Count the lines in the rows below that contain the string "outline", treating uppercase and lowercase as different. Reply with the number only.

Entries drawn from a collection
══════════════════════════════
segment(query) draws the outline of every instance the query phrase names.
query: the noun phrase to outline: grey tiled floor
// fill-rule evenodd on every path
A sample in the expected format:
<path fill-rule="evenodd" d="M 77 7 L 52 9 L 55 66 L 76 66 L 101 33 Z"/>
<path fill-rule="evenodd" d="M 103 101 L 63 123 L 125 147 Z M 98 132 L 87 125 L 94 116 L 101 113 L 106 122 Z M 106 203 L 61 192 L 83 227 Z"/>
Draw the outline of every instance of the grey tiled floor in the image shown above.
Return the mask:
══════════════════════════════
- **Worked solution**
3